------ Given text ------

Thank for sharing; interesting stuff. There is a parallel in Yellowstone that is, unfortunately, sort of the opposite of re-introducing a native predator. When I first started fishing Yellowstone Lake and the river below the lake around 1995, the fishing in both was still really good - big native cutts and LOTS of them. When some idiot introdued non-native lake trout and the lakers became established, the cutthroat population crashed. Wilderness tributaries that once hosted tens of thousands of spawning fish in June and which provided literally tons of grizzly food were reduced to just a few hundred or fewer spawners. As a result, it appears that bears in southern Yellowstone have compensated for the loss of the cutthroats with elk calves. The upper Yellowstone (Thorofare) where a lot of the spawners went is also a key calving area for the Jackson Hole elk and some recent studies indicated the grizzlies are hitting them pretty hard; the likely reason being to compensate for the loss of trout. If only we could resist the urge to tinker around with what took eons to evolve.

Greasy, re the Lamar, it is still pretty open - doesn't seem to me that it has changed much in the last 20 years. Bison are abundant there and wolves seem to key more on elk rather than bison. The buffs keep the Lamar pretty open. That said, I only get up to the Lamar about one day every other year so I don't spend enough time up there to be a real reliable source. I think I'll be going through the Lamar this summer so I'll make a point to do some much needed fishing reasearch to get to the bottom of it.

------

● Written request 1:
According to the Yellowstone text, what did bears in southern Yellowstone appear to turn to after the cutthroat population crashed?
● Written request 2:
Name every kind of animal mentioned in the Yellowstone text.
Rely only on the Yellowstone text when answering.

------ Data ------

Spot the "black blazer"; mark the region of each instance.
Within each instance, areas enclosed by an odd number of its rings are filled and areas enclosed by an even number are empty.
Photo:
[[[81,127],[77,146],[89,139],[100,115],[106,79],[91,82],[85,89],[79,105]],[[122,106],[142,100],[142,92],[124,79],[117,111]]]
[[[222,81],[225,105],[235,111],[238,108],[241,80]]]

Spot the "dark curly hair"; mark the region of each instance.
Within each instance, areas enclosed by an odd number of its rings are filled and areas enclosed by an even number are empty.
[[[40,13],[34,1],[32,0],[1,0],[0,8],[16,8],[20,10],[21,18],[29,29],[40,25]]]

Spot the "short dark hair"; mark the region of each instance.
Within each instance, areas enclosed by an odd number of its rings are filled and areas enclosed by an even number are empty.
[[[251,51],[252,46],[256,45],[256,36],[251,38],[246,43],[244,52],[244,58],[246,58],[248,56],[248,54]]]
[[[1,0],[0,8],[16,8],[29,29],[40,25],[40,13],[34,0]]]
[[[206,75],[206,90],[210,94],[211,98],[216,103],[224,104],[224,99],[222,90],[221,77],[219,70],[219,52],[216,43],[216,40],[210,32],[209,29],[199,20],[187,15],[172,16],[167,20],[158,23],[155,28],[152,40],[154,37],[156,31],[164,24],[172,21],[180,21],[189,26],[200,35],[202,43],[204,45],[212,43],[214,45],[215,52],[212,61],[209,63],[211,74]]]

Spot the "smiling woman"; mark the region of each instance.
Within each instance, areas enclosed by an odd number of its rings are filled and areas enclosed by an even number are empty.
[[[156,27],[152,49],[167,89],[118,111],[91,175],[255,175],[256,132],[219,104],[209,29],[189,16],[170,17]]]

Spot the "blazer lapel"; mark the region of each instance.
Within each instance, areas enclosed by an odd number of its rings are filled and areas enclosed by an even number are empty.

------

● Task answer 1:
Elk calves.

● Task answer 2:
Cutthroat trout, lake trout, grizzly bears, elk, bison, wolves